- Task prompt
Reproduce the lines of every record below verbatim, omitting the pictures from your reply.

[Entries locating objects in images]
»»
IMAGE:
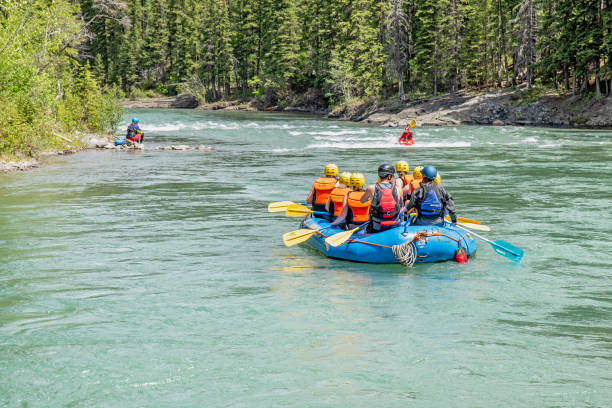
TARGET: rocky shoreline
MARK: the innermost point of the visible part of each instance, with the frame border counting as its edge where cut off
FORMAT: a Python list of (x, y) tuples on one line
[(506, 107)]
««
- Result of this task
IMAGE:
TARGET: rocky shoreline
MARK: the innermost point of the visible part of each instance, with the frame border counting as its edge where cut off
FORMAT: a Python list of (x, y) tuples on one line
[(506, 107)]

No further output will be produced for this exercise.